Teks Halaman »
....................

Hakim Dadakan di Timeline


Sekarang ini rasanya gampang banget nemu orang bersalah di internet. Bukan karena kesalahannya makin banyak, tapi karena orang-orang makin rajin nyari, motret, ngerekam, lalu… memviralkan. Sekali ada yang kepleset dikit, langsung diseret rame-rame ke alun-alun digital. 

Aku sering mikir, ini sebenarnya fenomena apa sih? Apakah demi efek jera? Atau jangan-jangan, kita lagi senang-senangnya main jadi Tuhan, milih siapa yang pantas dihukum dan siapa yang layak dihancurkan?

Yang bikin aku merinding bukan cuma viralnya, tapi semangatnya. 

Ada aura puas di balik caption panjang itu. Ada kebahagiaan aneh saat melihat orang lain jatuh, dipermalukan, dan diseret masa lalunya. Kayak ada lomba,  siapa yang paling cepat, paling keras, paling kejam. Padahal kesalahannya kadang sepele. Kadang konteksnya nggak utuh. Kadang malah cuma potongan cerita. Tapi ya itu tadi, siapa peduli kebenaran kalau postingan bisa rame?

....................

Bahan Terekstrak »
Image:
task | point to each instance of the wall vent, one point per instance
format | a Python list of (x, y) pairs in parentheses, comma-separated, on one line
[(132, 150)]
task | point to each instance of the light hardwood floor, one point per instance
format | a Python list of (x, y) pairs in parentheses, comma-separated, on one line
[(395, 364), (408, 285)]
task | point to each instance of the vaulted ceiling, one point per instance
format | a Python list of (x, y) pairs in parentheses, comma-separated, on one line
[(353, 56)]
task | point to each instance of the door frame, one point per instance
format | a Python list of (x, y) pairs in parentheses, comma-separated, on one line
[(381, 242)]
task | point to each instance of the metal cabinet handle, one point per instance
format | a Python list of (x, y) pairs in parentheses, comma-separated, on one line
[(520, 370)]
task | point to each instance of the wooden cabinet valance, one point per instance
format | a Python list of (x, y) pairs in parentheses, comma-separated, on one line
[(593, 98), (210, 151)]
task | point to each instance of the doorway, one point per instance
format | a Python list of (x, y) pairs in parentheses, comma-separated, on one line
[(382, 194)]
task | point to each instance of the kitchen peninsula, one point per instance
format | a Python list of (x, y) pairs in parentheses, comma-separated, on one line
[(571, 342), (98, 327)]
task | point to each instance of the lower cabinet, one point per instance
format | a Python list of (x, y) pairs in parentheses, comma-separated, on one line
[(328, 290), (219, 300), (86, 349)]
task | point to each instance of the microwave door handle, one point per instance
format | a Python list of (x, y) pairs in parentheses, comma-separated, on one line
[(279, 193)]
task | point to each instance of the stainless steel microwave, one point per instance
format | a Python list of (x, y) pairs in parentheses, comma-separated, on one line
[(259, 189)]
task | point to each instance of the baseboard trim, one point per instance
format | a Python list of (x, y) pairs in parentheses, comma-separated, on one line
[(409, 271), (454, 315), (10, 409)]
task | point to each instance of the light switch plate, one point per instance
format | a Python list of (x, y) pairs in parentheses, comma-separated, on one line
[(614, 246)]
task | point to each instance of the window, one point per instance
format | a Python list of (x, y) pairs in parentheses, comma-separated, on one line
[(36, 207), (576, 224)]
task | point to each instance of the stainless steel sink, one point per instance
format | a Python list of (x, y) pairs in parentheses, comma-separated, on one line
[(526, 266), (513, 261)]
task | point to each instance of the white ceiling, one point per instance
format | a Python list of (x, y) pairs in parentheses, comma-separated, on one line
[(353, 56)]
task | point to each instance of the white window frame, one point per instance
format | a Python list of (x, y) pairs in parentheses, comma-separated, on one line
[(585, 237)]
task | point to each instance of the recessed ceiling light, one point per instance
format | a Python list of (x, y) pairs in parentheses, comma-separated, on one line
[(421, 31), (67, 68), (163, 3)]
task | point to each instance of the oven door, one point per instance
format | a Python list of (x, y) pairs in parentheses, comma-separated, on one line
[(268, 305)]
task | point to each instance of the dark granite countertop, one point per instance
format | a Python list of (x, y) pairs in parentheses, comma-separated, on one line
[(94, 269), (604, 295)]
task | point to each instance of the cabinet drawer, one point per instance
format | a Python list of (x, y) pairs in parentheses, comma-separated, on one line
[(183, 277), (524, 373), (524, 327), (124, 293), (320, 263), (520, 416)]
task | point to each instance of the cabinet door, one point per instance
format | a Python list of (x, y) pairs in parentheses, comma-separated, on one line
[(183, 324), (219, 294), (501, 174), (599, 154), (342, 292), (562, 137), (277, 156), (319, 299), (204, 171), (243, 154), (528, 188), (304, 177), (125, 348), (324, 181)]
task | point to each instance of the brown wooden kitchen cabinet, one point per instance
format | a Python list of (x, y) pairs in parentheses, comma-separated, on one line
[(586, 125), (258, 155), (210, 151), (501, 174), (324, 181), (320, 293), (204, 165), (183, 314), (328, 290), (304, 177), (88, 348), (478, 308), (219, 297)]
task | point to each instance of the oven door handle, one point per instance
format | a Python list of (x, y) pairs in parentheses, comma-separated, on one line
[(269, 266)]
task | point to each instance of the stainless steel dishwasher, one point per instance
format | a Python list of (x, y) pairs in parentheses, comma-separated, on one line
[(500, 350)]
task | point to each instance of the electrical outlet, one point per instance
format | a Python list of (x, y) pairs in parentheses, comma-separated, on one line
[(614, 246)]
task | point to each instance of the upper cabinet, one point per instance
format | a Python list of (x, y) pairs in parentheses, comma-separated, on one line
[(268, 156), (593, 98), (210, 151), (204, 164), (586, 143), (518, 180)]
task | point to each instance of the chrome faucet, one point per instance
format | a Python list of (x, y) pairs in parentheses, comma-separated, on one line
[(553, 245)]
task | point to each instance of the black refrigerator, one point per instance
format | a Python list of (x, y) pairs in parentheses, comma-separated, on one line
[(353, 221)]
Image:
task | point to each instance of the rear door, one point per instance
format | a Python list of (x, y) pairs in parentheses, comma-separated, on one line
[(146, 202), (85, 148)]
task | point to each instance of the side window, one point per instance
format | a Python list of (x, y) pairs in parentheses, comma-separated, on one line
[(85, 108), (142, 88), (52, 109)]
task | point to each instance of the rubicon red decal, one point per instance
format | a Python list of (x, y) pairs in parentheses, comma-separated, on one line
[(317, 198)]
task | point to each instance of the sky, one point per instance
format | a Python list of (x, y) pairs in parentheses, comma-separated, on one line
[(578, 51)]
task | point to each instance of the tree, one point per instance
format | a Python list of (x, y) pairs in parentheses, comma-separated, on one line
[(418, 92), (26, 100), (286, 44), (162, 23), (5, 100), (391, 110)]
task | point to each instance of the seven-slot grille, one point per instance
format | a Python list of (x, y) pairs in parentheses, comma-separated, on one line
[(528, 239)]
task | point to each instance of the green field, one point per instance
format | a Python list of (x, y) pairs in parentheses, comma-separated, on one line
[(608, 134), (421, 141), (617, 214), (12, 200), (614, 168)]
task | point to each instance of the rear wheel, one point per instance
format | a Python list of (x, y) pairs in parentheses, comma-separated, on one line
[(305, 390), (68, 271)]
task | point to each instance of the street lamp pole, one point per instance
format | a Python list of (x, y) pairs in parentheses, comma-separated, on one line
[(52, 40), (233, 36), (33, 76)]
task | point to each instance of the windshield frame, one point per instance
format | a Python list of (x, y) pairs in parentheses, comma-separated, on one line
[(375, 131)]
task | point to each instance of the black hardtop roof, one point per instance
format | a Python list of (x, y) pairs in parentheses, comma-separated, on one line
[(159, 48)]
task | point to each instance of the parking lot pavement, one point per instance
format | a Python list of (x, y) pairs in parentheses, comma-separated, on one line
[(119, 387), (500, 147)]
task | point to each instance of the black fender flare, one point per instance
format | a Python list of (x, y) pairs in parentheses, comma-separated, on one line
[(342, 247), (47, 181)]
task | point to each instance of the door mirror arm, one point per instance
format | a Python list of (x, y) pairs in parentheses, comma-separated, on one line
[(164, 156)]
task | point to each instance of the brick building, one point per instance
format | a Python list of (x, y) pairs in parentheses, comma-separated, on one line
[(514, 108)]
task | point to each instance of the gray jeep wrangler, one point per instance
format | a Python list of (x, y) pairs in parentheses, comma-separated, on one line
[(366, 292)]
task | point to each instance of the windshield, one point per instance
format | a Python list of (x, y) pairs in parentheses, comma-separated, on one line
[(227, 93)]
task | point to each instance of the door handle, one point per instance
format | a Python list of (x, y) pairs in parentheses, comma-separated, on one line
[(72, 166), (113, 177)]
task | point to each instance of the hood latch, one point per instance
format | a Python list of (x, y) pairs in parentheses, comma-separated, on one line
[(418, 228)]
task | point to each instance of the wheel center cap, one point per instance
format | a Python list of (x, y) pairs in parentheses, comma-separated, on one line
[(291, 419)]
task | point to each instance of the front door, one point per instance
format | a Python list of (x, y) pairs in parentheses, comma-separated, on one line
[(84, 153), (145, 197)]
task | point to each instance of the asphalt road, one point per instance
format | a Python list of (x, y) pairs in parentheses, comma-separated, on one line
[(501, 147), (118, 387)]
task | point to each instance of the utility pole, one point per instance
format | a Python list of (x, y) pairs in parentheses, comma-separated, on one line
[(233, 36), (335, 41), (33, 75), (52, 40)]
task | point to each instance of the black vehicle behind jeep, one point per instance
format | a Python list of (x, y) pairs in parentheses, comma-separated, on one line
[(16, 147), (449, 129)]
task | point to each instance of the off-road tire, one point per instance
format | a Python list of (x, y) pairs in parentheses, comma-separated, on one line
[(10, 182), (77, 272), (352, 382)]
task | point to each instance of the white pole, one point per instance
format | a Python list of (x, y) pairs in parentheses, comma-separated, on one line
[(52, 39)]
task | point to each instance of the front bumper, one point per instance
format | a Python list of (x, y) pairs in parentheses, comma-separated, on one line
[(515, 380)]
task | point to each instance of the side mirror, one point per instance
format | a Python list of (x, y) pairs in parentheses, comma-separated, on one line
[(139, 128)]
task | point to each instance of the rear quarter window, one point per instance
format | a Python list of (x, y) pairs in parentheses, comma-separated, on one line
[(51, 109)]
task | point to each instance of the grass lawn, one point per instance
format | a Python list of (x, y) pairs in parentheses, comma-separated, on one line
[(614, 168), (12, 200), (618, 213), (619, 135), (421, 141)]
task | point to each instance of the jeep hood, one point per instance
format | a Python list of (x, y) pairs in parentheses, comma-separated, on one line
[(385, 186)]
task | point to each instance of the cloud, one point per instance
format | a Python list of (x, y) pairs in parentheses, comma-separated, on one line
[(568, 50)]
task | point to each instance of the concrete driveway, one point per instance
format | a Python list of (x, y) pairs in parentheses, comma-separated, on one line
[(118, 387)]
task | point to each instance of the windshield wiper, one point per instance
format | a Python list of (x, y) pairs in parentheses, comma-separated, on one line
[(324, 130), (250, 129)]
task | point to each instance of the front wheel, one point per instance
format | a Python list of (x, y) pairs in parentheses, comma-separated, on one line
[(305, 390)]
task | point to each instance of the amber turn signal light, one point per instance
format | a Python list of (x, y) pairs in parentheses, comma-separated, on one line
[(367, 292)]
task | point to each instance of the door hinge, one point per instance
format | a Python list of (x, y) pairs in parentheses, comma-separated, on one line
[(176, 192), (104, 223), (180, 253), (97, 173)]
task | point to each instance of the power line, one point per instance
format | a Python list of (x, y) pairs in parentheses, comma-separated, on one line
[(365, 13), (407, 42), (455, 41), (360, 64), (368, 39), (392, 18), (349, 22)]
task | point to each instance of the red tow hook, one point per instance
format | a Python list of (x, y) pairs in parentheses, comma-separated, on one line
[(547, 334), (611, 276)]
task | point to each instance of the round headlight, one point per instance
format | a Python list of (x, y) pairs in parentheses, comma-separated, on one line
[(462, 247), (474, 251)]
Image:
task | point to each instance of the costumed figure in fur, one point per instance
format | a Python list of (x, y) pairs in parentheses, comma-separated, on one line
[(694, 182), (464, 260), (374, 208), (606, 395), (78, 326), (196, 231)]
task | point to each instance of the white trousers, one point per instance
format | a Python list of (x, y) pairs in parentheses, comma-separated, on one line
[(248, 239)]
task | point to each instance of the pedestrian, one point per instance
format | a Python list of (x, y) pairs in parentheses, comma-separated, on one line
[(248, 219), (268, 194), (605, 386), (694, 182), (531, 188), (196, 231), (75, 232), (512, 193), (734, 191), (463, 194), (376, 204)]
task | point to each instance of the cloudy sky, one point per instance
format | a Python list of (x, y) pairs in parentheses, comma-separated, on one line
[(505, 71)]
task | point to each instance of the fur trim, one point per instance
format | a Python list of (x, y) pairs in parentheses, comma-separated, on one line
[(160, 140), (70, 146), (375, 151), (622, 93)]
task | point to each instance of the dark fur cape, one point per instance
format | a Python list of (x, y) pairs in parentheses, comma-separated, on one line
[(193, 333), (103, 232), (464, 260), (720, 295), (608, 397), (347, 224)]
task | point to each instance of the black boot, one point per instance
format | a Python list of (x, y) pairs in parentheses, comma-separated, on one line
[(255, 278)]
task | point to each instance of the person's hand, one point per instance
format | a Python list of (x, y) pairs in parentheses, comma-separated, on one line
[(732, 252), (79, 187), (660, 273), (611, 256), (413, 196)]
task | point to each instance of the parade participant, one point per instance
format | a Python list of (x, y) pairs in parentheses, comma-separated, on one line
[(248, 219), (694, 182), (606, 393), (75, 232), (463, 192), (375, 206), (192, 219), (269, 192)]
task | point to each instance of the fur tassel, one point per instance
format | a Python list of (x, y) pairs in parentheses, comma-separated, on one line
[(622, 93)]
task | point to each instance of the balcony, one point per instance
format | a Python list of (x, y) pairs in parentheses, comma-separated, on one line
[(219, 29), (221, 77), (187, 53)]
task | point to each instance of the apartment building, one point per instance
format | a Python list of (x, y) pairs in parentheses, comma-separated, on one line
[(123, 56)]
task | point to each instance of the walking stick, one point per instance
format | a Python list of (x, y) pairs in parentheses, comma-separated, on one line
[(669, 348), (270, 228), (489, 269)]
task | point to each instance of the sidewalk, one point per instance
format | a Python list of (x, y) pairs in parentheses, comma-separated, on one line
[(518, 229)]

....................

Tugas 1 »
Salin bagian dari teks halaman tentang penghakiman di media sosial, mulai dari "Yang bikin aku" sampai dengan "postingan bisa rame?", termasuk kedua bagian itu.
Tugas 2 »
Teruskan tulisan tentang orang-orang yang beramai-ramai menghakimi di media sosial, dimulai setelah kalimat terakhirnya.

Hasil Tugas 1 »
Yang bikin aku merinding bukan cuma viralnya, tapi semangatnya. 

Ada aura puas di balik caption panjang itu. Ada kebahagiaan aneh saat melihat orang lain jatuh, dipermalukan, dan diseret masa lalunya. Kayak ada lomba,  siapa yang paling cepat, paling keras, paling kejam. Padahal kesalahannya kadang sepele. Kadang konteksnya nggak utuh. Kadang malah cuma potongan cerita. Tapi ya itu tadi, siapa peduli kebenaran kalau postingan bisa rame?

Hasil Tugas 2 »
Aku sering ngerasa, orang-orang ini menakutkan. Bukan karena mereka benar, tapi karena mereka seolah nggak pernah merasa salah. Seolah hidup mereka bersih, suci, tanpa cacat. Mereka lempar batu dengan tangan penuh keyakinan, tanpa sadar kalau suatu hari, batu yang sama bisa dilempar balik. Bedanya cuma satu, waktu.

Ironisnya, kita hidup di masyarakat yang katanya religius. Tuhan saja, dalam banyak ajaran, digambarkan Maha Pengampun. Bahkan untuk dosa besar, selalu ada pintu taubat. Tapi manusia? Sedikit salah, langsung dihukum seumur hidup lewat jejak digital. Nggak ada ruang minta maaf. Nggak ada jeda untuk menjelaskan. Yang ada cuma vonis kolektif: batal, hancurkan, habisi.

Yang lebih jujur lagi, kadang motifnya bukan keadilan. Tapi engagement. Like. Share. Komentar. Notifikasi yang bunyi terus. Ada dopamin di situ. Ada rasa “aku penting” karena postinganku viral. Jadi jangan heran kalau belas kasihan jadi barang langka. Empati kalah sama reach. Akal sehat kalah sama algoritma.

Aku bukan bilang semua kesalahan harus ditutup-tutupi. Ada kejahatan yang memang harus diungkap. Ada ketidakadilan yang perlu disuarakan. Tapi jujur aja, garis antara memperjuangkan kebenaran dan memuaskan ego itu sekarang makin tipis. Kadang yang satu cuma jadi kedok buat yang lain.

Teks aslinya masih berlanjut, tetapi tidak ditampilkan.